10 minutes 28 second Watch

The Entrepreneurial Accountant: The journey to going solo

Making your first £1m doesn’t matter

6 April, 2022

The co-founder of Mazuma talks about why chasing your first million pounds isn't what you really want to do – and what you actually want instead.

Got ambitions of making your first million pounds?

Lucy Cohen is here to tell you that you should forget that – there’s probably something else you’d like to achieve.

The co-founder of Mazuma joins Entrepreneurial Accountant host Mike Psaras to talk about her new book, overcoming challenges and seeing opportunities during the pandemic, and why money isn’t always what we’re looking for.

Here’s what they cover:

You don’t really want millions, you want something else

Mike Psaras

Hi, and welcome to the Entrepreneurial Accountant. Today we have podcast royalty, author and accountant, it’s none other than Lucy Cohen, co-Founder of Mazuma. Hi, Lucy, welcome to the show.

..........

#### EXERCISES TO COMPLETE:
1. Answer these from the podcast excerpt:
(a) On what date was the piece published?
(b) Who hosts the Entrepreneurial Accountant?
(c) Of which company is Lucy Cohen a co-founder?
2. Quote the stretch of the podcast excerpt from "6 April, 2022" through "we’re looking for.".
3. Extend the podcast excerpt on making your first million pounds, picking up after its final line.
The data records that come after the podcast excerpt are unrelated material.

[Data records]
..........

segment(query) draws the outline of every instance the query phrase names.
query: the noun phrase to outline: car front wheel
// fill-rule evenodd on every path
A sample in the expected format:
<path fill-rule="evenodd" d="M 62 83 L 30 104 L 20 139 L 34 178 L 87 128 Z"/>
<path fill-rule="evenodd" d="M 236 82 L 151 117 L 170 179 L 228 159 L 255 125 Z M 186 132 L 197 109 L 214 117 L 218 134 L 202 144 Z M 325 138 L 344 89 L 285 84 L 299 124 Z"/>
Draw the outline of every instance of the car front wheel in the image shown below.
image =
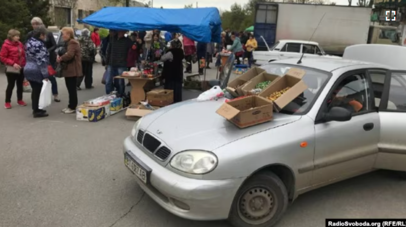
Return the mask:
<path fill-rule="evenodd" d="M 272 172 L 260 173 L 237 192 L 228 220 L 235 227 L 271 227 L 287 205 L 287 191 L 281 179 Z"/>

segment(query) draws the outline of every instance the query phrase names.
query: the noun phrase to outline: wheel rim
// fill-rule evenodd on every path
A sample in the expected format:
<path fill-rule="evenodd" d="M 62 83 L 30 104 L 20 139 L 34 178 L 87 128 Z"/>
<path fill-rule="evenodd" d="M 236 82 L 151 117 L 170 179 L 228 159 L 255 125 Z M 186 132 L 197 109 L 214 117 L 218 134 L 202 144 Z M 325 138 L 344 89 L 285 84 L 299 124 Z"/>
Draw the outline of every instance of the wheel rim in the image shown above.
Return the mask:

..........

#### OUTPUTS BY TASK:
1.
(a) 6 April, 2022
(b) Mike Psaras
(c) Mazuma

2.
6 April, 2022

The co-founder of Mazuma talks about why chasing your first million pounds isn't what you really want to do – and what you actually want instead.

Got ambitions of making your first million pounds?

Lucy Cohen is here to tell you that you should forget that – there’s probably something else you’d like to achieve.

The co-founder of Mazuma joins Entrepreneurial Accountant host Mike Psaras to talk about her new book, overcoming challenges and seeing opportunities during the pandemic, and why money isn’t always what we’re looking for.

3.
Lucy Cohen

Hi, Mike, nice to see you.

Mike Psaras

We touched on it a little bit, but you’ve got it in the background, your first book, Forget The First Million. Congratulations for getting the first book sorted.

Lucy Cohen

Thank you, yeah.

Mike Psaras

Tell us about it.

Lucy Cohen

Yes, so it’s really a book I started writing it before the pandemic, and then the pandemic happened, and it stole all of my creativity.

So I find it very hard to write and be creative when you’re, well, I mean, creativity requires a bit of bandwidth and space.

And while you’re firefighting during a global plague, it’s hard to be creative.

So I came back to it towards the second half of last year, and all it’s about building a life that works for you.

There are so many business books, and for a lot of them, they take one idea and they spread it out over 300 pages.

And a lot of them are about, “Yeah, you can do it,” and, “Yeah, woo, make a million,” and, “How to get to seven figures in three weeks,” or, “This is how I built my multimillion dollar empire in two minutes,” or whatever, and there’s just a load of that nonsense out there.

I think it I talk in there about when I started my business. Dragons’ Den was really popular, and it was all about, what’s your growth? What’s your acceleration? What’s your business valued at?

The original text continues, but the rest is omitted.